Exercise requirements
**A)** From the passage on dementia care costs, extract the stretch from "One Health Trust" through "of ADRD prevalence.", copied word for word.
**B)** Answer these questions using the passage on dementia care costs:
(i) What was the formal cost of care per patient for ADRDs in the United States in 2016?
(ii) Which survey, covering which years, supplied the data the researchers used?
(iii) What were U.S. direct medical costs for ADRDs projected to reach by 2060?
**C)** Proceed with the passage on dementia care costs, picking up after its last sentence.

Text section START

One Health Trust researcher Dr. Arindam Nandi co-authored a study that found that the formal cost of care per patient for Alzheimer’s disease and related dementias (ADRDs) in 2016 in the United States was US$64,745 (95% confidence interval: $61,740-$67,909). Using national longitudinal data from the U.S. Health and Retirement Survey (2010-2016), the researchers estimated that Americans spent an estimated $196 billion (95% uncertainty range: $179-$213 billion) on direct medical costs for ADRDs in 2020. This value was projected to increase to $1.4 trillion (95% UR: $837 billion-$2.2 trillion) by 2060, assuming an unchanged growth rate of ADRD prevalence.

Text section END
Provided data START

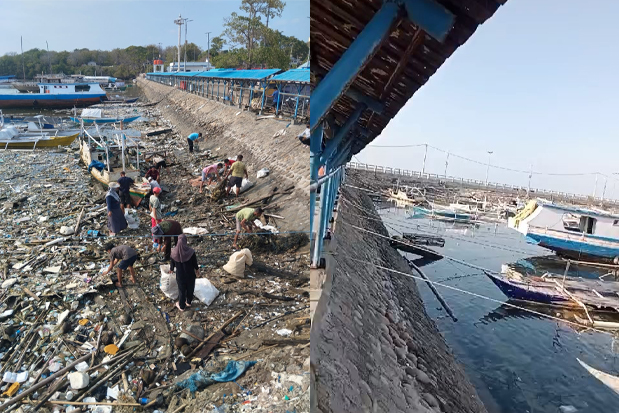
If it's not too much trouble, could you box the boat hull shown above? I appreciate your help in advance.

Provided data END
Provided data START

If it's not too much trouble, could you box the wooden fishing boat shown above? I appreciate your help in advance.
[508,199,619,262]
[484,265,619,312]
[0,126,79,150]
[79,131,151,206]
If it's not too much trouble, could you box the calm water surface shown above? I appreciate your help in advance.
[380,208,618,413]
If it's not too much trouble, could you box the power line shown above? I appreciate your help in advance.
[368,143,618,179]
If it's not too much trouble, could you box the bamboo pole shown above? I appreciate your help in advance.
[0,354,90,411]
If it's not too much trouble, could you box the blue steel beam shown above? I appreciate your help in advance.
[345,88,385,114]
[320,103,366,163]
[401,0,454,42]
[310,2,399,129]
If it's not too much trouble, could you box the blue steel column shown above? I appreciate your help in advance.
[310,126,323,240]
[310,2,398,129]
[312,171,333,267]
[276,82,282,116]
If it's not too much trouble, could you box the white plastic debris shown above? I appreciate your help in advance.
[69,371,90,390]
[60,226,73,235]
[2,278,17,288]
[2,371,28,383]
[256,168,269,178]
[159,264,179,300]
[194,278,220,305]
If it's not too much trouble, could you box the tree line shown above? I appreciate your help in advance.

Provided data END

Results
**A)**
One Health Trust researcher Dr. Arindam Nandi co-authored a study that found that the formal cost of care per patient for Alzheimer’s disease and related dementias (ADRDs) in 2016 in the United States was US$64,745 (95% confidence interval: $61,740-$67,909). Using national longitudinal data from the U.S. Health and Retirement Survey (2010-2016), the researchers estimated that Americans spent an estimated $196 billion (95% uncertainty range: $179-$213 billion) on direct medical costs for ADRDs in 2020. This value was projected to increase to $1.4 trillion (95% UR: $837 billion-$2.2 trillion) by 2060, assuming an unchanged growth rate of ADRD prevalence.

**B)**
(i) US$64,745 (95% confidence interval: $61,740-$67,909).
(ii) The U.S. Health and Retirement Survey, 2010-2016.
(iii) $1.4 trillion (95% UR: $837 billion-$2.2 trillion).

**C)**
These findings demonstrate that the United States contributes substantially to the growing global economic burden of ADRDs and will continue to do so until at least 2060. Furthermore, systemic inequities create a disproportionate burden of ADRDs among Black, Asian and Pacific Islander, and Hispanic American groups, among which the number of senior individuals living with ADRDs is expected to increase approximately 3, 4.7, and 5.4 times, respectively, compared to a 1.7 times increase among non-Hispanic White Americans.

Effective investments in the research, prevention, and care of ADRDs is needed to mitigate their health and economic burdens, particularly among vulnerable populations in the United States.